Liste des tâches –
**A.** Répondez aux questions suivantes sur le compte rendu de séance consacré à l'ordonnance de 1958 :
(i) Selon le secrétaire d'État, quel article permet au président de chaque assemblée de soumettre pour avis au Conseil d'État une proposition de loi déposée par ses collègues ?
(ii) D'après le rapporteur, combien d'articles la proposition de loi comporte-t-elle ?
(iii) Quels deux organes le rapporteur cite-t-il parmi ceux que suppriment les articles 2 à 4 ?
**B.** Rédigez la suite du compte rendu de séance consacré à l'ordonnance de 1958, en reprenant après la dernière phrase présentée.

Extrait cité –

※ ※ ※

Modification de l'ordonnance de 1958 relative au fonctionnement des assemblées parlementaires (Procédure accélérée)
M. le président. - L'ordre du jour appelle la proposition de loi, adoptée par l'Assemblée nationale après engagement de la procédure accélérée, tendant à modifier l'ordonnance du 17 novembre 1958 relative au fonctionnement des assemblées parlementaires et à compléter le code de justice administrative.
Discussion générale
M. Roger Karoutchi, secrétaire d'État chargé des relations avec le Parlement. - Nous arrivons au bout d'une grande réforme engagée il y a maintenant deux ans ; après la révision de la Constitution, l'adoption d'une loi organique et la modification de votre Règlement, j'ai l'honneur de vous soumettre une proposition de loi adoptée par l'Assemblée nationale tendant à modifier l'ordonnance de 1958 relative au fonctionnement des assemblées parlementaires. Le Gouvernement y est très favorable, car elle tire sur trois points les conséquences de la révision.
S'agissant des questions européennes, le nouvel article 88-4 est l'aboutissement d'un long processus entamé depuis 1992, et même avant, qui a renforcé le rôle du Parlement dans la politique européenne de la France. Plus l'Europe entre dans nos vies, plus les parlementaires souhaitent s'exprimer à son sujet et contrôler les politiques communautaires. Jusqu'en juillet dernier, le dépôt de questions orales européennes était subordonné à la transmission par le Gouvernement de documents européens ; cette entrave a disparu. Votre assemblée a d'ores et déjà tenu plusieurs débats de ce genre en séance publique et en commission. La dernière révision constitutionnelle a également transformé les anciennes délégations aux affaires européennes en commissions permanentes.
L'article 39, adopté à l'initiative de la commission des lois de l'Assemblée nationale, permet au président de chaque assemblée de soumettre pour avis au Conseil d'État toute proposition de loi déposée par ses collègues. C'était d'autant plus opportun que l'ordre du jour partagé devait faire fleurir les initiatives parlementaires.
Enfin, ce texte simplifie l'organisation des offices et délégations parlementaires, afin de renforcer la qualité et l'efficacité du travail parlementaire ainsi que la collaboration entre les deux assemblées.
Le Gouvernement souhaite que cette proposition soit adoptée dans les termes retenus par la commission. (Applaudissements à droite et au centre)
M. Patrice Gélard, rapporteur de la commission des lois. - La proposition de loi modifiant l'ordonnance du 17 novembre 1958 et complétant le code des juridictions administratives comporte cinq articles. L'article premier A précise les conditions de saisine du Conseil d'État par le président d'une assemblée parlementaire et modifie en conséquence le code des juridictions administratives ; l'article premier modifie les dispositions concernant les délégations à l'Union européenne, qui deviennent des commissions des affaires européennes ; les articles 2 à 4 suppriment tout une série d'offices et de délégations tels que l'office parlementaire d'évaluation de la législation ou la délégation à l'aménagement et au développement durable du territoire. L'ensemble de ce texte reçoit l'agrément de la commission des lois qui propose de l'adopter en l'état. (Applaudissements à droite et sur plusieurs bancs au centre)

※ ※ ※

Entrées d'un jeu de données

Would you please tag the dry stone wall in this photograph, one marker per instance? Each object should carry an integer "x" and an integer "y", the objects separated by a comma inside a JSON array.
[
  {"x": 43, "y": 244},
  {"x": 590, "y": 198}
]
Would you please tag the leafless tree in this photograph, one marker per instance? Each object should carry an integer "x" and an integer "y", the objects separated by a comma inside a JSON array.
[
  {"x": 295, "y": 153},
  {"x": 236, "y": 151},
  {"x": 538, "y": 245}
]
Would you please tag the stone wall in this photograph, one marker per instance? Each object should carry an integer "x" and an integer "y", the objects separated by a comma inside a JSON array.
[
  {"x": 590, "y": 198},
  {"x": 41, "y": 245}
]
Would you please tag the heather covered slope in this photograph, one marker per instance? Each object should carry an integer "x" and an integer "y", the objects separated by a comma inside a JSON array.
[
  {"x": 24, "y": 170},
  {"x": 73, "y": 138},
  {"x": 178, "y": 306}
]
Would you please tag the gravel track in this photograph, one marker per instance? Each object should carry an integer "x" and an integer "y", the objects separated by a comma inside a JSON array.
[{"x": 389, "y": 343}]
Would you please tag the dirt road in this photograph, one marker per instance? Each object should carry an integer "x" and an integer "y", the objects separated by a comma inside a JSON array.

※ ※ ※

Réponses par tâche –
**A.**
(i) L'article 39.
(ii) Cinq articles.
(iii) L'office parlementaire d'évaluation de la législation et la délégation à l'aménagement et au développement durable du territoire.

**B.**
Mme Nicole Borvo Cohen-Seat. - Les trois points abordés dans cette proposition appellent quelques remarques ou critiques. La proposition initiale de M. Accoyer visait à tirer les conséquences de la modification de l'article 88-4 de la Constitution et de la transformation des délégations à l'Union européenne en commissions aux affaires européennes. Elle a été complétée à l'initiative du rapporteur à l'Assemblée nationale, et d'abord sur la saisine du Conseil d'État. Si celui-ci est par nature le conseiller du Gouvernement, et non du Parlement, cette nouvelle compétence apparaît néanmoins opportune compte tenu du nombre sans cesse grandissant de propositions de loi utilisées par le Gouvernement pour faire passer ses réformes. C'est l'outil idéal pour échapper à la procédure applicable aux projets de loi : on l'a vu avec la proposition de simplification du droit, on le voit avec le travail du dimanche, on le verra bientôt avec la proposition de M. Estrosi sur les bandes organisées ou non. Recueillir l'avis du Conseil d'État ne peut qu'éclairer la représentation nationale.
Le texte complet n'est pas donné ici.